One Battle After Another, Paul Thomas Anderson

Anche Bob Ferguson vive nella paura. Nella paura di essere sincero con sua figlia e di guardare al proprio passato. Nella paura di alzarsi la mattina e tornare ad essere uno dei tanti individui mangiati dalla società. Bob Ferguson non è libero, e ci si può domandare se lo sia mai stato o se alla fine fosse semplicemente la presenza di Perfidia Beverly Hills a tenerlo ancorato lì, a renderlo un grande eroe per i “French 75”.

One Battle After Another, Paul Thomas Anderson

E allora perché Willa dovrebbe essere libera? Semplicemente perché Willa ancora ci crede.

Perché il fuoco dentro di lei è talmente forte da incutere timore ad alcuni e riaccendere la miccia e ispirare chi ha il bisogno di far sentire la propria voce. Willa è un simbolo di una generazione che si è stufata di vivere nell’ombra e che finalmente sta tornando a far sentire la propria voce.

Il killer Avanti, che decide di sacrificarsi per Willa, incarna la libertà stessa che prende vita, che ascolta il suono dei tamburi della liberazione e segue il richiamo di una rivoluzione che ha già superato le porte d’ingresso e si è accomodata nella sala principale. Una rivoluzione che esiste già e che ha preso come simbolo un altro personaggio capace di ispirare la libertà negli altri: Monkey D. Rufy.

I pirati della liberazione

Cappello di paglia è attraversato dal ritmo dei tamburi della liberazione. Ne è l’incarnazione stessa tanto da poter plasmare la realtà circostante grazie alla sua immaginazione. Non smette mai di credere nei suoi ideali, nemmeno quando la sconfitta sembra l’unica opzione e il dolore diventa insopportabile. Nemmeno quando gli amici sembrano voltargli le spalle o persone muoiono seguendo il suo stesso sogno.

Rufy non può vivere nella paura e nelle regole che gli altri hanno scritto per lui. Vive secondo il suo credo che è talmente forte e puro da smuovere perfino i suoi nemici, oltre che a spingere i suoi amici a credere così profondamente in lui, da andar contro il governo mondiale e dare fuoco alla bandiera.

«È il mio sogno… ecco perché non mi importa morire per esso

(Monkey D. Rufy, One Piece)

Questa sua convinzione si è rivelata talmente potente da fuoriuscire dalle pagine cartacee del manga e dagli schermi colorati dell’anime. Il suo simbolo ha cominciato a diffondersi per il mondo, ad invadere le strade ed essere sventolato come vessillo di unione.

Prendendo per vere le parole di Tiziano Terzani, per cui il vero cambiamento può venire solo da noi stessi, allora dobbiamo prendere coscienza del fatto che Eiichiro Oda tramite Rufy ha aiutato a dare voce a un inconscio collettivo, facendolo diventare un simbolo. Ha ispirato le persone a cambiare per perseguire quella libertà di cui tanto si è sentito parlare, ma che molto poco abbiamo percepito nella nostra vita.

********************

* _Sfida A_:
Secondo il testo proposto, quale personaggio decide di sacrificarsi per Willa?

********************

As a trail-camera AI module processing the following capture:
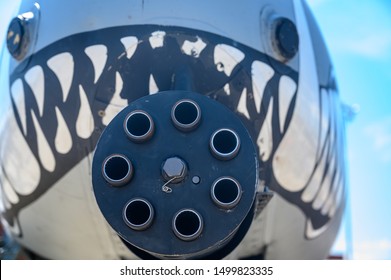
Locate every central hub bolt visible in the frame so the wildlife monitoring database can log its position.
[162,157,187,184]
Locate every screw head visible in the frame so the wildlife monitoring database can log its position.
[162,157,187,183]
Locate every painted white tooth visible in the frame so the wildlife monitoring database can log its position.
[213,44,245,77]
[102,72,128,125]
[312,145,336,210]
[318,89,331,158]
[321,169,340,215]
[306,219,329,239]
[54,107,72,154]
[257,97,273,161]
[11,79,27,135]
[5,218,21,236]
[1,192,12,210]
[237,88,250,119]
[31,111,56,172]
[329,174,345,217]
[251,60,274,114]
[0,167,19,204]
[301,141,330,203]
[0,182,7,210]
[149,31,166,49]
[47,52,75,102]
[24,65,45,116]
[273,1,320,192]
[278,76,297,132]
[149,74,159,94]
[121,36,138,59]
[110,72,128,107]
[0,108,41,195]
[224,84,231,96]
[181,36,206,57]
[84,45,107,84]
[76,85,94,139]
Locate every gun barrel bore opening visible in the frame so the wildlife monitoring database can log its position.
[209,128,240,160]
[124,110,154,142]
[172,209,204,241]
[123,198,154,230]
[102,154,133,187]
[211,177,242,209]
[171,99,201,132]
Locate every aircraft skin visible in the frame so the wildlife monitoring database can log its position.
[0,0,346,259]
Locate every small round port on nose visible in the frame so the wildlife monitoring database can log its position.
[211,177,242,209]
[209,128,240,160]
[171,99,201,132]
[172,209,204,241]
[123,198,154,230]
[102,154,133,187]
[124,110,155,143]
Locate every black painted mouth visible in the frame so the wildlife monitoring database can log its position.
[1,25,340,241]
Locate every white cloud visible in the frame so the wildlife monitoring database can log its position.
[364,117,391,162]
[353,239,391,260]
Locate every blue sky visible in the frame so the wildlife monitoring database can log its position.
[0,0,391,259]
[308,0,391,259]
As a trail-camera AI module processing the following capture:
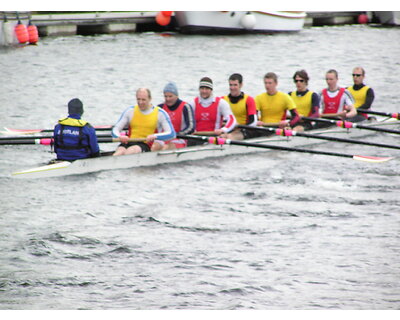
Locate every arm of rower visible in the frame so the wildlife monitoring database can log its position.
[246,96,257,126]
[111,107,133,138]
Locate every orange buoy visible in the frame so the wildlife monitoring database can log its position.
[161,11,173,17]
[156,12,171,26]
[28,21,39,44]
[15,21,29,43]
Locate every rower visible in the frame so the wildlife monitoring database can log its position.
[151,82,195,151]
[347,67,375,122]
[112,88,175,156]
[223,73,259,140]
[318,69,357,127]
[54,98,100,161]
[255,72,300,135]
[289,70,319,131]
[188,77,236,145]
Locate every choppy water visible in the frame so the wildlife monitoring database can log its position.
[0,26,400,310]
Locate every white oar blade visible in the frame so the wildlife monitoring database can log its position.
[353,156,394,163]
[1,128,42,135]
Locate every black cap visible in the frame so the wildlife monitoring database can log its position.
[68,98,83,115]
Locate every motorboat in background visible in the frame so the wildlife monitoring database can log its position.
[175,11,306,34]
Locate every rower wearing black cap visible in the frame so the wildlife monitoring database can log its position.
[54,98,100,161]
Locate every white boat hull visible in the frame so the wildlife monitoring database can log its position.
[12,119,399,178]
[373,11,400,26]
[175,11,306,33]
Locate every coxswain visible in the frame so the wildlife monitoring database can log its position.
[347,67,375,122]
[151,82,195,151]
[255,72,300,135]
[223,73,258,140]
[289,70,319,130]
[54,98,100,161]
[189,77,236,144]
[112,88,175,156]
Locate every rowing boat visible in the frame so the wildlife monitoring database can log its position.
[12,119,399,178]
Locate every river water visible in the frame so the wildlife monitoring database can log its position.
[0,26,400,310]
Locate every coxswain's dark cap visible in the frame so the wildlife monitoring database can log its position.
[68,98,83,115]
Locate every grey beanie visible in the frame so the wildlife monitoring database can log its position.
[68,98,83,115]
[164,82,178,96]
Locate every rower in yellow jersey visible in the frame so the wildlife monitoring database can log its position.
[255,72,300,135]
[347,67,375,122]
[289,70,319,130]
[112,88,176,156]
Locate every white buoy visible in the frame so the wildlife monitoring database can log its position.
[240,12,256,29]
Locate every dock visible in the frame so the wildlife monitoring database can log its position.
[0,11,380,37]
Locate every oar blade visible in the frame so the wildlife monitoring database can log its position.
[353,156,394,163]
[1,127,42,135]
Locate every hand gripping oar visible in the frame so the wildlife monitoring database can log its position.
[177,135,393,162]
[357,109,400,120]
[238,125,400,149]
[301,117,400,134]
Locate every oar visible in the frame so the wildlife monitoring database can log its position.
[1,125,112,134]
[0,137,146,146]
[301,117,400,134]
[357,109,400,120]
[177,135,393,162]
[238,125,400,149]
[0,134,111,141]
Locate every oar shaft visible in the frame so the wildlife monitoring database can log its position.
[5,125,118,134]
[238,125,400,149]
[177,135,346,158]
[0,136,146,146]
[177,135,392,162]
[0,134,111,141]
[357,109,400,120]
[301,117,400,134]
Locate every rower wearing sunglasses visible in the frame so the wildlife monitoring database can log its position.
[347,67,375,122]
[289,70,319,130]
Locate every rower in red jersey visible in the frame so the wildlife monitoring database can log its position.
[189,77,237,144]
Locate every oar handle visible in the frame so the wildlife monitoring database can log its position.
[357,109,400,120]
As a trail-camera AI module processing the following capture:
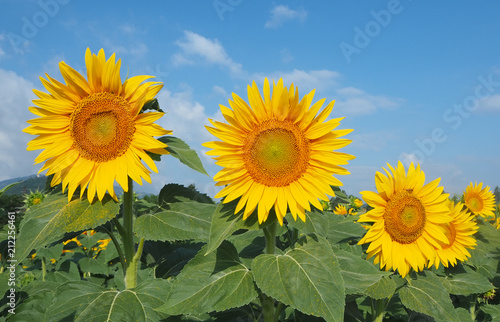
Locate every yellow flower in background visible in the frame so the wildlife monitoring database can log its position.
[203,78,354,225]
[24,48,171,201]
[464,182,495,218]
[358,162,452,277]
[354,198,363,208]
[97,238,111,250]
[333,205,347,215]
[429,202,479,268]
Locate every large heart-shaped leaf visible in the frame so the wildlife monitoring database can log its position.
[158,241,257,315]
[252,235,345,321]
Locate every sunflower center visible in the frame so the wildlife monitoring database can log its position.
[384,191,426,244]
[70,92,135,162]
[467,194,483,212]
[243,119,309,187]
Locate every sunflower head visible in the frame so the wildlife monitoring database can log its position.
[333,205,347,216]
[358,162,452,277]
[24,48,171,201]
[463,182,495,218]
[428,202,479,268]
[204,79,354,224]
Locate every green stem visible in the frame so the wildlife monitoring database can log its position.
[121,177,135,272]
[469,295,477,321]
[125,238,144,289]
[42,257,47,282]
[260,220,277,322]
[104,224,126,272]
[373,299,388,322]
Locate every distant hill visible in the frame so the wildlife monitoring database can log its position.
[0,175,47,195]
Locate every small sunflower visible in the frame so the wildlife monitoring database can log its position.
[358,162,452,277]
[24,48,171,201]
[463,182,495,218]
[429,202,479,268]
[203,78,354,225]
[333,205,347,215]
[354,198,363,208]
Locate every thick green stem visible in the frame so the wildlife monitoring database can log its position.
[125,238,144,289]
[260,220,277,322]
[122,177,135,268]
[118,177,139,289]
[42,257,47,282]
[105,224,127,272]
[373,299,388,322]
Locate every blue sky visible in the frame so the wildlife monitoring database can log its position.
[0,0,500,196]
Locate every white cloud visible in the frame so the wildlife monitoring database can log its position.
[265,5,307,28]
[172,30,242,75]
[253,69,340,92]
[212,85,229,97]
[335,87,403,115]
[158,88,211,146]
[477,94,500,113]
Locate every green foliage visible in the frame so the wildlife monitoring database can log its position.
[0,170,500,321]
[158,135,208,176]
[158,242,257,315]
[135,201,216,242]
[16,193,119,260]
[252,235,345,321]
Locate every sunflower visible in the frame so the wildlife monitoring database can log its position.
[354,198,363,208]
[463,182,495,218]
[358,162,452,277]
[429,201,479,268]
[24,48,171,201]
[203,78,354,225]
[333,205,347,215]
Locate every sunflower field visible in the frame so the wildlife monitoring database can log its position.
[0,49,500,322]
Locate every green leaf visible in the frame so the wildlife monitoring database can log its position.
[158,135,208,176]
[481,305,500,321]
[252,235,345,321]
[287,210,333,237]
[16,193,120,260]
[334,249,392,295]
[44,279,170,321]
[158,183,214,206]
[399,271,458,321]
[365,277,396,300]
[207,199,275,254]
[78,257,108,275]
[134,201,216,242]
[9,280,58,321]
[446,270,495,295]
[157,241,257,315]
[327,215,366,244]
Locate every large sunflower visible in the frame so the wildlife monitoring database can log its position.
[204,78,354,224]
[358,162,452,277]
[429,201,479,268]
[24,48,171,201]
[464,182,495,218]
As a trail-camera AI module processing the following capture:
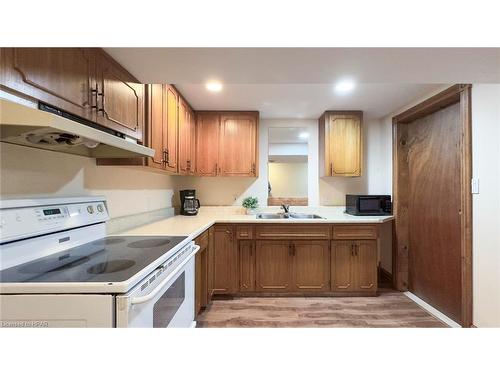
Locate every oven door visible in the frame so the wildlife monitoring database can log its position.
[116,251,196,328]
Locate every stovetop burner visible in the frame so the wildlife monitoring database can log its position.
[87,259,135,274]
[0,236,186,283]
[127,238,170,249]
[92,237,125,246]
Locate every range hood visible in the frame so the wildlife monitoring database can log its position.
[0,99,155,158]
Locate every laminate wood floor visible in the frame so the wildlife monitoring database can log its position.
[197,292,447,327]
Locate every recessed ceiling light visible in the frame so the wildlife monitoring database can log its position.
[205,81,222,92]
[299,132,309,139]
[335,79,356,94]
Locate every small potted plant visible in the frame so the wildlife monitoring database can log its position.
[242,197,259,215]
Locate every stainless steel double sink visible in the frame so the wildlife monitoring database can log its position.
[257,212,324,220]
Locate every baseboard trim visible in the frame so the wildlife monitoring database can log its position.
[404,292,462,328]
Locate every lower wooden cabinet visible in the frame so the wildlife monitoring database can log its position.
[238,240,255,292]
[291,241,330,292]
[255,241,292,292]
[331,240,377,292]
[195,231,211,316]
[213,225,238,294]
[207,224,378,303]
[255,241,330,292]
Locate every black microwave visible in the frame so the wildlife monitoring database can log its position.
[345,194,392,216]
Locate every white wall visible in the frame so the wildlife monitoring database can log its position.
[0,143,177,218]
[472,84,500,327]
[268,143,309,155]
[268,163,307,198]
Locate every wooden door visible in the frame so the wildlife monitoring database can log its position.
[292,241,330,292]
[407,103,462,322]
[238,240,255,292]
[147,84,165,169]
[96,51,144,141]
[214,225,237,294]
[255,241,292,292]
[179,98,192,175]
[331,241,355,292]
[196,113,220,176]
[326,113,362,176]
[0,48,97,121]
[354,240,377,292]
[219,114,257,177]
[163,85,179,173]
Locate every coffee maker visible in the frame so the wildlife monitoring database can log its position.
[179,190,200,216]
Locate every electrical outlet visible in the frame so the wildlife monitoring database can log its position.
[470,178,479,194]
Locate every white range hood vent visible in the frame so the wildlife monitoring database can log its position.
[0,99,154,158]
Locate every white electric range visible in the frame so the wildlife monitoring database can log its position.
[0,197,199,327]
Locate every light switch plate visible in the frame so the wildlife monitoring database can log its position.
[470,178,479,194]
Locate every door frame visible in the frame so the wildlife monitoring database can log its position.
[392,84,472,327]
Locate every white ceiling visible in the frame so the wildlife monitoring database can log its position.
[106,48,500,118]
[176,84,439,119]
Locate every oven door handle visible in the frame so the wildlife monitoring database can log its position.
[130,245,200,305]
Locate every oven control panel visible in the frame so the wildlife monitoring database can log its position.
[0,200,109,243]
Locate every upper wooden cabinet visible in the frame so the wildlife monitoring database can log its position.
[147,84,165,169]
[179,98,195,175]
[95,51,144,139]
[196,112,258,177]
[219,113,258,176]
[0,48,144,141]
[163,85,179,172]
[196,112,220,176]
[319,111,363,177]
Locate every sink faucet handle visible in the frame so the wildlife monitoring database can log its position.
[281,204,290,214]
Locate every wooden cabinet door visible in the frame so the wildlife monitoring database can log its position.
[255,241,292,292]
[354,240,377,292]
[219,114,258,177]
[96,52,144,141]
[188,108,196,175]
[207,226,215,303]
[0,48,96,121]
[331,241,355,292]
[163,85,179,173]
[194,251,203,317]
[292,241,330,292]
[214,225,237,294]
[147,84,165,169]
[179,98,192,175]
[238,240,255,292]
[196,113,220,176]
[326,113,362,176]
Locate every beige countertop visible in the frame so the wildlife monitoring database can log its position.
[120,206,394,238]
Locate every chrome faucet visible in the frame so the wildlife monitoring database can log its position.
[281,204,290,214]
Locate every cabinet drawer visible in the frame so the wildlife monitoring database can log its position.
[333,225,378,240]
[236,225,253,240]
[255,224,330,240]
[194,230,208,250]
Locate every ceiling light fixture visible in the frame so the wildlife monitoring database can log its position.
[335,79,356,94]
[299,132,309,139]
[205,81,222,92]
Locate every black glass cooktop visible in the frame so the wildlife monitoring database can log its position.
[0,236,186,283]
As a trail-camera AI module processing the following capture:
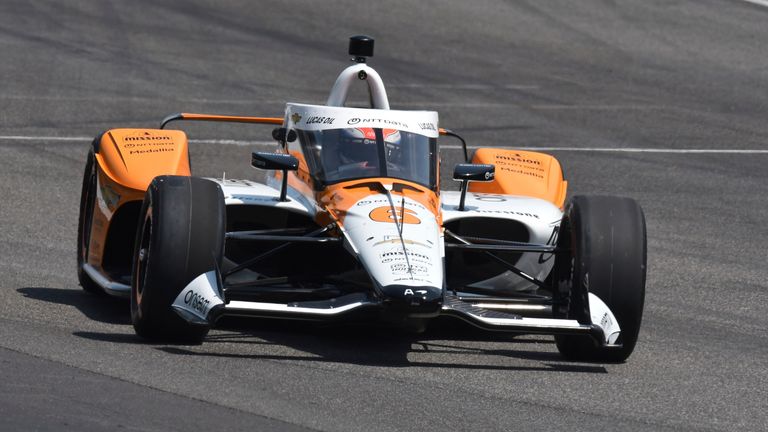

********************

* _Sfida B_:
Ricopia dall'elenco, identica, la parte che si apre con la riga contenente "Locate every rower in red" e si chiude con la riga contenente "[243,119,309,187]", entrambe incluse. Escludi le immagini.

* _Risposta all'esercizio A_:
Il killer Avanti.

* _Risposta all'esercizio B_:
Locate every rower in red jersey visible in the frame so the wildlife monitoring database can log its position.
[189,77,237,144]
Locate every oar handle visible in the frame so the wildlife monitoring database can log its position.
[357,109,400,120]
As a trail-camera AI module processing the following capture:
Locate every yellow flower in background visible in the frame so the wildlife monitoring database can log its position.
[203,78,354,225]
[24,48,171,201]
[464,182,495,218]
[358,162,452,277]
[354,198,363,208]
[97,238,111,250]
[333,205,347,215]
[429,202,479,268]
Locate every large heart-shaped leaf visible in the frame so the wildlife monitoring database can log its position.
[158,241,257,315]
[252,235,345,321]
Locate every sunflower center visible in the frame so the wildlife monitoring database can log its position.
[384,191,426,244]
[70,92,135,162]
[467,194,483,212]
[243,119,309,187]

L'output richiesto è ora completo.